== What to do ==
A - Reproduce the wedding article verbatim, everything from "Farrar was diagnosed" down to "God to die.".
B - In the wedding article, condense the paragraph beginning "Farrar was diagnosed with Lupus" into a shorter version that keeps its main facts.
C - Compose the next portion of the article about the wedding of Perneita Farrar and Troy Fitzgerald, beginning after its final sentence.

Weddings are always beautiful and moving occasions. But when the bride is a wheelchair-bound paraplegic who nearly died when Lupus attacked her entire body marrying a groom who is also wheelchair-bound and paralyzed from a gunshot wound, there isn’t a dry eye in the house. Such was the case when Perneita Farrar, 39, and her new husband Troy Fitzgerald, whom she met through mutual friends, tied the knot recently at the University of Maryland wedding chapel. Their proud guests were overcome with joy, and hope and love were the theme of the day.
Farrar was diagnosed with Lupus 13 years ago and the chronic inflammatory disease nearly killed her. Five years after being diagnosed, the disease attacked her spinal chord, leaving her paralyzed with her vital organs failing. After shrinking from a size 10 to a zero, her doctors felt it was a battle she couldn’t win. For 848 days, Farrar shuttled between nursing homes and hospitals, thinking each day might be her last. She was begging God to die.

== Data supplied ==
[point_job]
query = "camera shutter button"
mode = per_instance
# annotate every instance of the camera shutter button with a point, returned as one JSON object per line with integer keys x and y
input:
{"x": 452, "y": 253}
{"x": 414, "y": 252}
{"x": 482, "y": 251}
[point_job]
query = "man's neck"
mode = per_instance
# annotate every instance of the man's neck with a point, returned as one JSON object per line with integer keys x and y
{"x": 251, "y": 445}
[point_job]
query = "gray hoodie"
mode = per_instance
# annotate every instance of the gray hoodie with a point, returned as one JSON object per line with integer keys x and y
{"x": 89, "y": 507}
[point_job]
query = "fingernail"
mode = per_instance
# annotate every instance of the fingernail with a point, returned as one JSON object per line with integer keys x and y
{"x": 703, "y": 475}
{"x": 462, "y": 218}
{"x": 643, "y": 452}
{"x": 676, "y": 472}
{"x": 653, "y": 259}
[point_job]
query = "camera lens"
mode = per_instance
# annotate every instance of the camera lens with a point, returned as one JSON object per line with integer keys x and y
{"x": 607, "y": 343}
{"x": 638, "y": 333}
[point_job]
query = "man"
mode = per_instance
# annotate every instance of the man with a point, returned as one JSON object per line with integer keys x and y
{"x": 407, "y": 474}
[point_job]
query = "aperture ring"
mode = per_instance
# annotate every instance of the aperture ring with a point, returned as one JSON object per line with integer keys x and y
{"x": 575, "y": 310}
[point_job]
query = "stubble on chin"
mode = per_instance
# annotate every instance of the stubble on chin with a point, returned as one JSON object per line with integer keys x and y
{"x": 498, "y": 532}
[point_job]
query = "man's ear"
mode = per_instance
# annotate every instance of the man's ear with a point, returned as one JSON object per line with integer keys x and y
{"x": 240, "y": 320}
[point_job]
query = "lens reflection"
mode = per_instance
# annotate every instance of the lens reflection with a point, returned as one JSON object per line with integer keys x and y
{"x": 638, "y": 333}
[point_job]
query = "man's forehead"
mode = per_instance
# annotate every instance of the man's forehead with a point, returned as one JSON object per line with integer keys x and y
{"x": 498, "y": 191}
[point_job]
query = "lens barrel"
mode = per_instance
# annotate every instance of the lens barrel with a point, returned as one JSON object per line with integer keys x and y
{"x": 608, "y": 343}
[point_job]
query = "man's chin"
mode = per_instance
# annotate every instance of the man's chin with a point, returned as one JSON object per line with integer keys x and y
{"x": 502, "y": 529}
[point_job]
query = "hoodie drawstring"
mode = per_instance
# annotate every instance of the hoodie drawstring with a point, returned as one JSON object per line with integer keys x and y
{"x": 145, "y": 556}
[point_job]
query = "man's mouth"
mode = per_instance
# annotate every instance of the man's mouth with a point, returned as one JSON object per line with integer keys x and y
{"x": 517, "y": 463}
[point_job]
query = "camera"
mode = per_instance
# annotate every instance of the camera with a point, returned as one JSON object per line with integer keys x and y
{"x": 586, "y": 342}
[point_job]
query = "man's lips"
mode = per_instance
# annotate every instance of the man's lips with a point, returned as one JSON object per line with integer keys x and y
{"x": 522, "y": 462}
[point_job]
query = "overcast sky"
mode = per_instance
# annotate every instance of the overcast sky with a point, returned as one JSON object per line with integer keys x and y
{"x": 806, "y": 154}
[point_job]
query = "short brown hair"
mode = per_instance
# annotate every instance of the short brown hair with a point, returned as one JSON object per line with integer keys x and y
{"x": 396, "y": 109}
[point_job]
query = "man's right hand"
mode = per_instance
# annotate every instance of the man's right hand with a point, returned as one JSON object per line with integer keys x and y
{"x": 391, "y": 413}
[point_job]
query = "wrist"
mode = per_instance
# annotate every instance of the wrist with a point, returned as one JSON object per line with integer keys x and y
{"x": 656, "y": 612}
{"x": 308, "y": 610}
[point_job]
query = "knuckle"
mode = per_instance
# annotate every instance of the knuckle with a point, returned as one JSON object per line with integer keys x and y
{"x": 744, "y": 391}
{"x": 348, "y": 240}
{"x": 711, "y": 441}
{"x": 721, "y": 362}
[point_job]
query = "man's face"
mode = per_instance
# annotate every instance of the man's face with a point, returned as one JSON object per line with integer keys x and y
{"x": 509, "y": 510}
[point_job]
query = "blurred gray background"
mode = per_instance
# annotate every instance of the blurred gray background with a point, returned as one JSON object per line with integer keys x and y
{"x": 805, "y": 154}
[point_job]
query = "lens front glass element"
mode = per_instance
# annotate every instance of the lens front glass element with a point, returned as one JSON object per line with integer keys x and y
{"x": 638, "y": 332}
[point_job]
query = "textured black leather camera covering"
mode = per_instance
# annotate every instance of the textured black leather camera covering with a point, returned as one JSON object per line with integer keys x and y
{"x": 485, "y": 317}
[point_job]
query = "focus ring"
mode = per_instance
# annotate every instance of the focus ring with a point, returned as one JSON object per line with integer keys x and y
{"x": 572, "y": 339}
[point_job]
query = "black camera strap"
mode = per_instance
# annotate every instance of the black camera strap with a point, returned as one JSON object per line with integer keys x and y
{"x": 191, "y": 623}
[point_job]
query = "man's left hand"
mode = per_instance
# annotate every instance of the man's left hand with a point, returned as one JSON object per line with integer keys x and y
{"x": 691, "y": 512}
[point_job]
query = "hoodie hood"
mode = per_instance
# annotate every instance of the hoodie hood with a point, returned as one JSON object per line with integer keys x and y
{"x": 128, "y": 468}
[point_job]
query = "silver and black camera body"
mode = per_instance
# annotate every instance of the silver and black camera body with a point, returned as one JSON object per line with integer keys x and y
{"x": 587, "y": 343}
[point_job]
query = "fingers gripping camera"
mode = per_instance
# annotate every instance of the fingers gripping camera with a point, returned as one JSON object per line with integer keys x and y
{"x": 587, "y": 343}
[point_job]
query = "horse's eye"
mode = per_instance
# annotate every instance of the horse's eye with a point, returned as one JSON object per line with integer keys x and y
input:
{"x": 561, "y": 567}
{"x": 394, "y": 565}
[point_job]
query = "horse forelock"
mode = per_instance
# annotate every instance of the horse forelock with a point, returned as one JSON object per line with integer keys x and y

== Exercise responses ==
A -
Farrar was diagnosed with Lupus 13 years ago and the chronic inflammatory disease nearly killed her. Five years after being diagnosed, the disease attacked her spinal chord, leaving her paralyzed with her vital organs failing. After shrinking from a size 10 to a zero, her doctors felt it was a battle she couldn’t win. For 848 days, Farrar shuttled between nursing homes and hospitals, thinking each day might be her last. She was begging God to die.

B - Thirteen years ago, Farrar was diagnosed with Lupus, which nearly killed her. Five years after the diagnosis, the disease left her paralyzed, with her vital organs failing. She shrank from a size 10 to a zero, and her doctors believed she could not win the battle. For 848 days she moved between nursing homes and hospitals, expecting each day to be her last and begging God to let her die.

C -
Miraculously, she survived. Holding tight to her faith, Farrar moved to a specially outfitted apartment and joined a nearby church. Shortly thereafter, she was reintroduced to Fitzgerald, whom she’d met once before at a friend’s wedding. Fitzgerald, a motivational speaker and health and nutrition coach, who like Farrar had been wheelchair bound for some time, provided Farrar with something she needed most – true friendship. “She was going through her journey,” he says. “I didn’t try to force anything on her, but I did try to get her to focus on what she had, rather than what she lost. And I told her, ‘You have me.’” At the time, Fitzgerald was a single and celibate father to a 26-year-old daughter. “We didn’t want to be any place that God didn’t want us to be,” Ferrar says. “Six months later we were talking marriage. By the eighth month we were engaged.”